=== Section Start ===

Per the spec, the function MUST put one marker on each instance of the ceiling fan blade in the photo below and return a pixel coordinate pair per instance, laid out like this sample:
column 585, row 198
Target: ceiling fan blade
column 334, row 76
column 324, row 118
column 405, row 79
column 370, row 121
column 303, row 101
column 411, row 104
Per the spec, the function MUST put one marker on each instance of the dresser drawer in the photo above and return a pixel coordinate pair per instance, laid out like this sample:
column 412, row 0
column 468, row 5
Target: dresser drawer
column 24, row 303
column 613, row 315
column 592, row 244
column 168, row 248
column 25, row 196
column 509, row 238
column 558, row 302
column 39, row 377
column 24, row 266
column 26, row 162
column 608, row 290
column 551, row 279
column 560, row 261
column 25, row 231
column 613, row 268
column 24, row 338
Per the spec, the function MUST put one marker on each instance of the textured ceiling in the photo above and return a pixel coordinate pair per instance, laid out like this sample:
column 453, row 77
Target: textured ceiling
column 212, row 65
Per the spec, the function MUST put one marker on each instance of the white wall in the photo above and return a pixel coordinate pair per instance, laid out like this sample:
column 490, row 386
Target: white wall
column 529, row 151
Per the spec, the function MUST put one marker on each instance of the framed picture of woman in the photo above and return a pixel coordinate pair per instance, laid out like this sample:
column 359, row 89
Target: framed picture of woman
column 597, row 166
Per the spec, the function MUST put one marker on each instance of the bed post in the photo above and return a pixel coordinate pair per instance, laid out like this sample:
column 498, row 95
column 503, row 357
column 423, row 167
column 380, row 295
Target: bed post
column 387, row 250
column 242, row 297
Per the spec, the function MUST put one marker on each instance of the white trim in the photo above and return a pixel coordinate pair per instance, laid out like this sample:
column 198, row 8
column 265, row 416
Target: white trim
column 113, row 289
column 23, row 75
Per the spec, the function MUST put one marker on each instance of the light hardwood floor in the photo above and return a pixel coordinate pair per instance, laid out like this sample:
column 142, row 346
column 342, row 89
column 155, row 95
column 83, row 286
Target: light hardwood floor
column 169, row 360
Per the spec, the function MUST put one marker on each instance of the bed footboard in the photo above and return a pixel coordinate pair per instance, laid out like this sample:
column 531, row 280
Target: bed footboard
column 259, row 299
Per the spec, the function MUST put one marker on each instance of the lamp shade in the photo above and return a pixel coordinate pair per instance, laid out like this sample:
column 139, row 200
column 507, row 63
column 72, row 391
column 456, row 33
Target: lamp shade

=== Section End ===

_Problem details_.
From the first line to the last, copy every record exactly.

_Your response_.
Per the spec, the function MUST put one marker on each instance of the ceiling fan blade in the photo below and return a pixel coordinate pair per instance, laid out like this sample:
column 585, row 198
Target: ceiling fan blade
column 334, row 76
column 324, row 118
column 405, row 79
column 370, row 121
column 303, row 101
column 411, row 104
Per the spec, the function MUST put one marker on each instance of the dresser drawer in the photo above and return a pixel coordinate pair per instance, laid out like this sample:
column 412, row 0
column 468, row 5
Target: dresser drawer
column 24, row 303
column 613, row 315
column 592, row 244
column 168, row 248
column 25, row 196
column 509, row 238
column 558, row 302
column 39, row 377
column 24, row 266
column 26, row 162
column 608, row 290
column 551, row 279
column 560, row 261
column 25, row 231
column 613, row 268
column 24, row 338
Per the spec, the function MUST put one marker on each instance of the textured ceiling in the photo above and return a pixel coordinate pair per instance, laid out like this sample:
column 453, row 77
Target: textured ceiling
column 212, row 65
Per the spec, the function MUST put one marker on each instance of the white wall in the photo above and return a pixel coordinate pair per instance, laid out like this sample:
column 490, row 386
Target: white wall
column 529, row 151
Per the spec, the function MUST put one marker on each instance of the framed picture of woman in the photo above and return a pixel coordinate pair per instance, laid out like this sample:
column 359, row 89
Target: framed picture of woman
column 597, row 166
Per the spec, the function MUST put one marker on each instance of the bed post in the photo above and return a pixel coordinate pair per instance, laid out like this sample:
column 498, row 95
column 503, row 357
column 423, row 167
column 380, row 295
Target: bed post
column 387, row 250
column 242, row 297
Per the spec, the function MUST put one marker on each instance of the white trim in the photo above and return a pixel coordinate pair per instance, laid out like this sample:
column 198, row 8
column 265, row 416
Target: white trim
column 113, row 289
column 23, row 75
Per the spec, the function MUST put one marker on each instance of the light hardwood floor in the photo above and return a pixel coordinate pair per instance, laid out like this sample:
column 142, row 346
column 342, row 89
column 155, row 95
column 83, row 286
Target: light hardwood floor
column 169, row 360
Per the spec, the function MUST put one marker on each instance of the bed footboard in the photo above and return a pixel coordinate pair per instance, laid out like this sample:
column 531, row 280
Target: bed footboard
column 259, row 299
Per the spec, the function MUST put one marker on each instance of the lamp shade in the photo above and return a pixel coordinate pair per instance, laid out like this sample:
column 139, row 200
column 507, row 63
column 72, row 391
column 456, row 33
Target: lamp shade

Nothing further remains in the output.